WHAT TO WORK ON: Each record that follows should be repeated exactly, with no pictures carried over.
────────────────────────────────────────
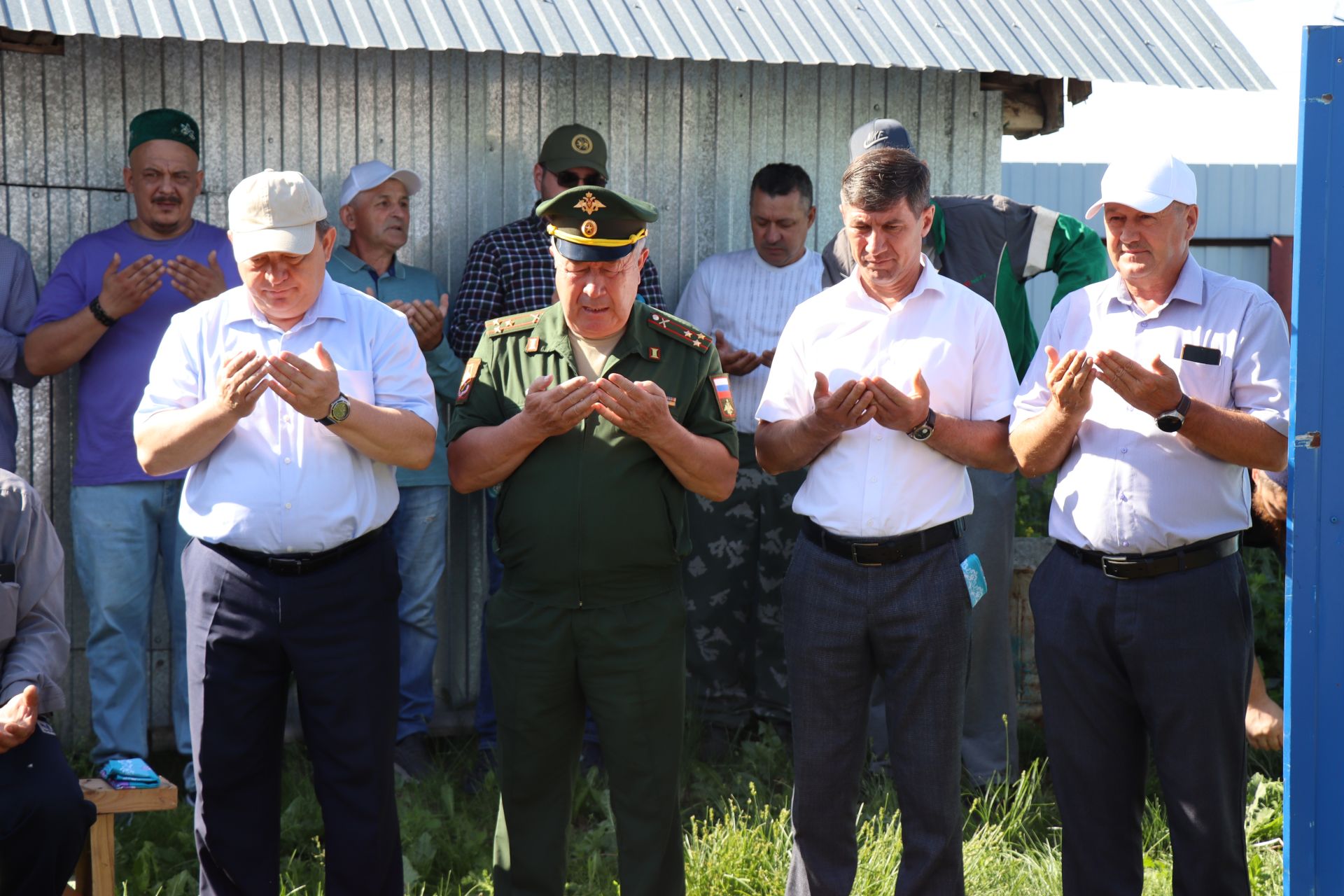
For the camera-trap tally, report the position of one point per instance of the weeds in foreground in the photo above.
(737, 834)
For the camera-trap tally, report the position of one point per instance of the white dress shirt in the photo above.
(1126, 486)
(750, 300)
(283, 482)
(874, 481)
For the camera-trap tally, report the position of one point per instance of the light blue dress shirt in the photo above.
(406, 282)
(1126, 486)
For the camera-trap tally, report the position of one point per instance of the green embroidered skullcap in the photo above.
(596, 223)
(164, 124)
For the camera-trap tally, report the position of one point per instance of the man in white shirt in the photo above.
(1142, 610)
(889, 384)
(289, 400)
(741, 547)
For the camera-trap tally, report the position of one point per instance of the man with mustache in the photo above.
(596, 416)
(741, 548)
(1142, 609)
(375, 203)
(508, 272)
(105, 308)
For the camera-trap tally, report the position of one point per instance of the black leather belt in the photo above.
(1145, 566)
(875, 554)
(296, 564)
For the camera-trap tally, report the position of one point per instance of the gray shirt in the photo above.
(34, 645)
(18, 298)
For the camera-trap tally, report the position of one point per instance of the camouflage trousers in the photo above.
(741, 551)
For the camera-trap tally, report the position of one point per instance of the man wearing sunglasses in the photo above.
(510, 269)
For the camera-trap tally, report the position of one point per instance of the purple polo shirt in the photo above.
(116, 370)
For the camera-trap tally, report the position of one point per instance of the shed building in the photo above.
(692, 96)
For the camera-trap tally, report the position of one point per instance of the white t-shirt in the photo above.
(281, 482)
(750, 301)
(874, 481)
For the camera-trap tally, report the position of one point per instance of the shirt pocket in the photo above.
(1205, 382)
(8, 613)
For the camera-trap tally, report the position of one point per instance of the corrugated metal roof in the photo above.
(1156, 42)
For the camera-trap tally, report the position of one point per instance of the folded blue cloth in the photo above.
(127, 774)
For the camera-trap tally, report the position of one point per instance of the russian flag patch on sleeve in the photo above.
(724, 397)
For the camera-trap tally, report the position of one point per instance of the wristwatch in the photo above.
(923, 431)
(1172, 421)
(337, 412)
(100, 315)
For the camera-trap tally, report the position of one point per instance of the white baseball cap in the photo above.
(1148, 183)
(368, 175)
(276, 211)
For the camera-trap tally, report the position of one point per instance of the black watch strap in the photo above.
(101, 316)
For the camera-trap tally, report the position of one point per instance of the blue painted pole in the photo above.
(1313, 755)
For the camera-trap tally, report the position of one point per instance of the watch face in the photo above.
(1170, 422)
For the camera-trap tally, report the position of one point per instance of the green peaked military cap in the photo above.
(164, 124)
(596, 223)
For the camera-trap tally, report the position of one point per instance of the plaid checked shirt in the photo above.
(510, 272)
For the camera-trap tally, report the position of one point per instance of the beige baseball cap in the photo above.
(274, 211)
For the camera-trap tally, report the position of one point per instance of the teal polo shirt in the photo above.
(406, 284)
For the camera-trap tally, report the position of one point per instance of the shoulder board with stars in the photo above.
(512, 324)
(680, 331)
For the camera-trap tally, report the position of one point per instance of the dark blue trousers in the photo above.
(43, 817)
(1128, 663)
(844, 625)
(336, 631)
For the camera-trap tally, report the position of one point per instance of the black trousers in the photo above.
(43, 817)
(335, 631)
(1128, 663)
(844, 625)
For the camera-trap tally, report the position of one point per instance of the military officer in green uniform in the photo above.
(596, 416)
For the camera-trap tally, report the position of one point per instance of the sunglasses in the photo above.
(568, 179)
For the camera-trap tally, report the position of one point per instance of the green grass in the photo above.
(737, 833)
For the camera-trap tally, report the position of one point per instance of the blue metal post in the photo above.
(1313, 758)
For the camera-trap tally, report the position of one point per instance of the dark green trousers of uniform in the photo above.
(622, 662)
(741, 551)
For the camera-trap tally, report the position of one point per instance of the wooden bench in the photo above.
(96, 875)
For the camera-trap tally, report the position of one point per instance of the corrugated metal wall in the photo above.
(1234, 202)
(685, 134)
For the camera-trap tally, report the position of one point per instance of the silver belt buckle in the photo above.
(854, 552)
(1107, 568)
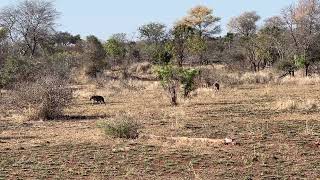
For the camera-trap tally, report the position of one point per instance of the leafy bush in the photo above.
(188, 80)
(123, 128)
(45, 98)
(15, 69)
(172, 76)
(169, 77)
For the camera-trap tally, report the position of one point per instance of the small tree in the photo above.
(188, 80)
(172, 77)
(96, 54)
(116, 47)
(169, 77)
(181, 34)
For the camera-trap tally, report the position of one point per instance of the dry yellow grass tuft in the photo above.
(291, 105)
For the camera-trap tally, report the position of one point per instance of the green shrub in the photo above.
(123, 128)
(188, 80)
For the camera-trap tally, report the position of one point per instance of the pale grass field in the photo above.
(276, 127)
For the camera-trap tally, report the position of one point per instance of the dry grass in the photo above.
(176, 141)
(292, 105)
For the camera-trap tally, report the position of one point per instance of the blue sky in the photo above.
(106, 17)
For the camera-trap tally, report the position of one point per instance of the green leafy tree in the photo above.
(181, 35)
(116, 48)
(169, 78)
(204, 25)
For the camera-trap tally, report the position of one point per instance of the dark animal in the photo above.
(98, 99)
(217, 86)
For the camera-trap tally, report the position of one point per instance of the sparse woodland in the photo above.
(185, 102)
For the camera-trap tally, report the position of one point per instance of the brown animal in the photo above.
(97, 99)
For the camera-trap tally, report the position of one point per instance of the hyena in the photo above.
(97, 99)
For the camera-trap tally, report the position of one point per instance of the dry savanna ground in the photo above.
(275, 126)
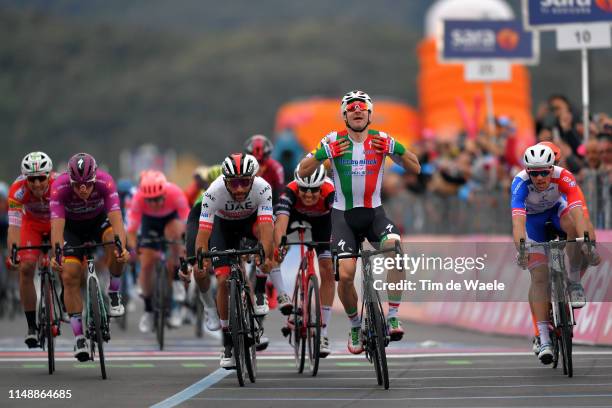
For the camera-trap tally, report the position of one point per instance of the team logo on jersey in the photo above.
(237, 206)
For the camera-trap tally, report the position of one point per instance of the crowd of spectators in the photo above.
(475, 172)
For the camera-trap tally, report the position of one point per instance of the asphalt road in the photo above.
(431, 366)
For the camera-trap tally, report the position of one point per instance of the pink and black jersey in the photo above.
(66, 204)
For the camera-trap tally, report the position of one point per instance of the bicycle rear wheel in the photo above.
(299, 345)
(161, 304)
(566, 339)
(378, 340)
(237, 330)
(199, 312)
(95, 299)
(49, 321)
(313, 333)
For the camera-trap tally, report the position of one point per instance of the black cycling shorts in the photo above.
(79, 232)
(152, 228)
(321, 229)
(350, 227)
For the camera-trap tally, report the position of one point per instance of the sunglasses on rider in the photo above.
(313, 190)
(154, 200)
(87, 184)
(240, 182)
(33, 179)
(353, 106)
(536, 173)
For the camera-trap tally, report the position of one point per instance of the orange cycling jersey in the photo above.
(24, 206)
────────────────────────────────────────
RESULT BELOW:
For the camera-trap tally, report the position of one point per instance of the weeds in foreground in the photo above.
(737, 834)
For the camera-trap tally, report the position of one point per instance of the white dress shirt in the photo above.
(1126, 486)
(750, 300)
(283, 482)
(874, 481)
For the camera-trap tally, report the position of one point per instance of the light blue dress shirt in the photo above.
(406, 282)
(1126, 486)
For the camera-trap tally, report the position of one point per instance of the green embroidered skullcap in the photo above.
(596, 223)
(164, 124)
For the camera-trap tally, report the position of one point per instance of the man in white shirt in the photo above.
(1142, 610)
(889, 384)
(289, 400)
(741, 547)
For the camera-trap tally, report the position of one point per instance of the man with mustache in the photo above.
(596, 416)
(741, 548)
(1142, 609)
(375, 203)
(508, 272)
(105, 308)
For the camera-trap tally, report the position of one point per instance of the black leather belt in the photo above.
(1145, 566)
(875, 554)
(296, 564)
For the camera-trap tally, report the position of one point per instance of the gray shirt in the photo above.
(34, 645)
(18, 298)
For the camera-trap tally, report the position of one point per instance of the camouflage trousers in the photo above.
(741, 551)
For the camera-trap tally, report the position of one point per instance of the man wearing sunglasses in the photo above.
(510, 269)
For the camera-trap tally, report the position of one point per instance of the purple polo shirt in the photo above.
(116, 370)
For the camera-trap tally, report the position of one point per instance of the shed building in the photo above.
(692, 96)
For the camera-trap tally, report the position of one point per instance of the white t-shirt in the photo above.
(281, 482)
(750, 301)
(874, 481)
For the camera-trap tally, report the position of one point per instance of the shirt pocket in the photo above.
(1205, 382)
(8, 613)
For the camera-trap tally, report the position of one point per instance of the corrugated metal roof in the photo above.
(1156, 42)
For the camera-trap tally, report the position of one point per instance of the folded blue cloth in the photo above.
(127, 774)
For the camera-trap tally, report the position of one point per instance of the russian flag patch on sleeve in the photo above.
(724, 397)
For the camera-trap tally, report the position of one point per instance of the wristwatch in the photo above.
(923, 431)
(1172, 421)
(337, 412)
(100, 315)
For the camera-trap tally, report the position of one point per instance of the white baseball cap in the photo above.
(1148, 183)
(368, 175)
(276, 211)
For the camera-trap tally, report the position of one point per instance of the black watch strap in the photo above.
(101, 316)
For the camera-trap tally, report the position of one point per instance of the blue painted pole in the photo above.
(1313, 755)
For the camera-trap tally, report the position of one point per instance of the watch face in the photo above.
(1170, 422)
For the camera-trap tally, report the position of one point per instance of the green peaked military cap in the photo above.
(164, 124)
(596, 223)
For the camera-trap tally, report the position of one point per instance of the plaid checked shirt in the photo above.
(510, 272)
For the camera-trap tally, report the position of one point per instance of the beige baseball cap in the photo above.
(274, 211)
For the camera-trap tally, report the position of one point per instance of the teal polo shirt in the photo above.
(406, 284)
For the camera-trap tally, report the position of one point per instance of the shoulder board with stars in the photo above.
(512, 324)
(680, 331)
For the camera-trap tally, report the position of one point per instance of the dark blue trousers in the photo above.
(43, 817)
(1128, 663)
(844, 625)
(336, 631)
For the camera-trap tally, report the position of one point per instance of the black trousers in the photo above.
(43, 817)
(335, 631)
(1128, 663)
(844, 625)
For the camera-trap tally, report the position of one point per instance of the military officer in green uniform in the photo above.
(596, 416)
For the camera-trap tally, report the position of one point per instance of the sunglasses in the photo above.
(568, 179)
For the camera-trap tally, report the position of one point per instance of the green grass in the photo above.
(737, 833)
For the camera-trap tally, report the position of one point per instance of the blue metal post in the photo above.
(1313, 758)
For the camera-trap tally, report the position of one point per instance of the dark green trousers of uniform in the photo above.
(622, 662)
(741, 551)
For the camera-trap tally, report the position of one point per instance of the wooden bench in the photo above.
(96, 875)
For the camera-trap tally, report the position of one point per instance of the corrugated metal wall in the photo above.
(1234, 202)
(685, 134)
For the camera-trap tally, report the position of one point per instance of the silver belt buckle in the photo above.
(854, 552)
(1107, 568)
For the camera-trap tally, report the position of one point per instance of the leafy bush in the photo above.
(188, 80)
(123, 128)
(45, 98)
(15, 69)
(172, 76)
(169, 77)
For the camera-trap tally, report the position of one point per instance of the small tree in the photo above.
(188, 80)
(172, 77)
(96, 54)
(116, 47)
(169, 77)
(181, 34)
For the camera-trap tally, report the position of one point per instance of the dry yellow grass tuft in the photo above.
(291, 105)
For the camera-trap tally, report the position of one point per instance of the green shrub in the photo above.
(123, 128)
(188, 80)
For the camera-trap tally, report the position of one point per instance of the pale grass field in the photo above.
(276, 127)
For the camera-trap tally, report the position of one point per instance of the dry grass in the photo above.
(176, 141)
(292, 105)
For the camera-trap tally, report the position of one point per instance of the blue sky in the photo above.
(106, 17)
For the camera-trap tally, report the position of one point per instance of the green leafy tree in the photo above.
(181, 35)
(116, 48)
(169, 78)
(204, 25)
For the camera-trap tally, report the position of one point per instance of the dark animal in the photo above.
(98, 99)
(217, 86)
For the camera-trap tally, report the position of one point per instance of the sparse woodland in the photo above.
(185, 102)
For the camera-trap tally, report the position of one point per instance of the brown animal in the photo above.
(97, 99)
For the camera-trap tally, report the position of one point per instance of the hyena in the photo above.
(97, 99)
For the camera-trap tally, report the position of one point per instance of the dry savanna ground in the photo above.
(275, 126)
For the camera-trap tally, report the position of one point per instance of the team logo on jersey in the photo above.
(237, 206)
For the camera-trap tally, report the position of one point per instance of the crowd of spectators in the photo above.
(475, 172)
For the camera-trap tally, report the position of one point per instance of the asphalt road in the photo above.
(431, 366)
For the camera-trap tally, report the position of one point per instance of the pink and black jersey in the photo above.
(66, 204)
For the camera-trap tally, report the position of one point per instance of the bicycle rear wheel in the photo above.
(299, 345)
(161, 304)
(566, 339)
(378, 340)
(237, 330)
(199, 312)
(95, 299)
(49, 321)
(313, 333)
For the camera-trap tally, report the position of one point per instance of the black cycling shorts in the photo above.
(79, 232)
(152, 228)
(321, 229)
(350, 227)
For the camera-trap tally, report the position of one point per instance of the sunglasses on rider in the photo above.
(313, 190)
(154, 200)
(87, 184)
(240, 182)
(33, 179)
(353, 106)
(536, 173)
For the camera-trap tally, report the position of one point per instance of the orange cycling jersey in the photo above.
(24, 206)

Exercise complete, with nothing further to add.